First published within days of the execution of its putative author, King Charles I, and appearing in about sixty editions within a year, Eikon Basilike. The Pourtraicture of His Sacred Majestie in his Solitudes and Sufferings (1649) was a seventeenth-century bestseller.[1] It is also a book with an increasingly well-documented history of ownership by early modern women. All six copies currently listed in the Private Libraries in Renaissance England project database (plre.folger.edu) are associated with women: three copies, including one in French, in the library of Lady Anne (Stanhope) Holles (d.1651), two in the library of Lady Elizabeth (Talbot) Grey, Countess of Kent (d.1651), and one in the library of Lady Dorothy (Percy) Sidney, Countess of Leicester (d.1659). Sarah Lindenbaum noted on this site (July 1, 2019) a copy signed by “Anna Vyvyan” in the early eighteenth century, and Scott Schofield has posted on this site (April 19, 2021) an account of three copies with female ownership held by the library of Western University in London, Ontario: one inscribed “Barbara Whyte” and dated 13 June 1649, another inscribed “Lettice Cuff” and dated 1688, and a third, passed down first “To my daughter Frances Bouchiry [?] 1700” then subsequently gifted “To My Dear Daughter Sarah Amy Hersent [?] 1725.” Laura Lunger Knoppers has addressed the widespread presence of early ownership marks and gift inscriptions in copies of Eikon Basilike, including the “relatively high number of female signatures,” a history of inscription that foregrounds the book’s cultural status as material legacy.[2]

The “Heneretta: Maria Pitches Juń” who inscribed “Her Book” on this copy of Eikon Basilike, currently in a private collection, claimed with her signature not only the book itself but also other forms of legacy. One legacy is familial: born in 1715 in Bildeston, Suffolk, Henrietta Maria Pitches was named after her mother, Henrietta Maria (Capel) Pitches (c.1695-1726): “Juń” is an abbreviation for “Junior.” The use of “Junior” for a daughter bearing the same name as her mother is unusual but not unknown, and that is clearly the reading here. The other legacy is cultural: Henrietta and her mother were both evidently named after Queen Henrietta Maria (1609-1669). The name announced the family’s political-cultural affiliations, and what book more appropriate for a namesake of the Queen to possess than the book that represented the textual and material legacy of the executed King? The status of the book as material legacy is in addition signalled by its fine binding. This copy is Wing E283 (Madan #21), an octavo edition dated 1648 but published in the second half of March 1649. The gold-tooled “lozenge or diamond”-style binding likely preceded the book’s acquisition by Henrietta Maria Pitches: the British Library holds two copies of Eikon Basilike decorated in a manner similar to this copy by the Restoration binder Thomas Dawson of Cambridge.[3] Henrietta Maria Pitches either acquired this finely decorated copy or was gifted or inherited a copy bound in a manner appropriate to the suggestive association with her royal namesake.

• Excerpts from point annotation data:
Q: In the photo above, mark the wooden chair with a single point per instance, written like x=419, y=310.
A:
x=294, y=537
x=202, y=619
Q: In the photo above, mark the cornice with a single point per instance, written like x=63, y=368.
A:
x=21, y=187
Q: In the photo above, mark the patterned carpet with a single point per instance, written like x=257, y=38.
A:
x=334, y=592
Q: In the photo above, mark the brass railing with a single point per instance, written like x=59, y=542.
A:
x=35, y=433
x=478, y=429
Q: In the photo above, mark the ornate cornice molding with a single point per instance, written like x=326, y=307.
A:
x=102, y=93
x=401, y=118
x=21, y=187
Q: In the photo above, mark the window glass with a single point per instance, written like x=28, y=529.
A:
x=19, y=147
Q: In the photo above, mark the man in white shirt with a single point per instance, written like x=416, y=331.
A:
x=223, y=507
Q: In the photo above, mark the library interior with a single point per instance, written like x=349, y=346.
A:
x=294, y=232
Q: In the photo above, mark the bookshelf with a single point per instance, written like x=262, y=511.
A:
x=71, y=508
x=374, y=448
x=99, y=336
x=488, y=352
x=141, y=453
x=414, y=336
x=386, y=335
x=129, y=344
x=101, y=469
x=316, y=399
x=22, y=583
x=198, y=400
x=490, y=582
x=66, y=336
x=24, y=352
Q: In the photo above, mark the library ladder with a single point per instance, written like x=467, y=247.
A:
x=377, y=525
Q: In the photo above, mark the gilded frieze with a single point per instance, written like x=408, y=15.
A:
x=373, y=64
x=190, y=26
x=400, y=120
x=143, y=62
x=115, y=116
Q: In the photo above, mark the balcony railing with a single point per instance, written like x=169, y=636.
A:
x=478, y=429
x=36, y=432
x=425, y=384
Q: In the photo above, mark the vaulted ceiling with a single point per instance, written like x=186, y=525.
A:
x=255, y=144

• Tasks:
1. According to the passage on Eikon Basilike, when and where was Henrietta Maria Pitches born?
2. In the records, take the lines from the one with "Q: In the photo above, mark the ornate" to the one with "x=294, y=232". Give them as a JSON list of strings, one string per line, leaving out blank lines.

• Responses:
1. She was born in 1715 in Bildeston, Suffolk.

2.
[
  "Q: In the photo above, mark the ornate cornice molding with a single point per instance, written like x=326, y=307.",
  "A:",
  "x=102, y=93",
  "x=401, y=118",
  "x=21, y=187",
  "Q: In the photo above, mark the window glass with a single point per instance, written like x=28, y=529.",
  "A:",
  "x=19, y=147",
  "Q: In the photo above, mark the man in white shirt with a single point per instance, written like x=416, y=331.",
  "A:",
  "x=223, y=507",
  "Q: In the photo above, mark the library interior with a single point per instance, written like x=349, y=346.",
  "A:",
  "x=294, y=232"
]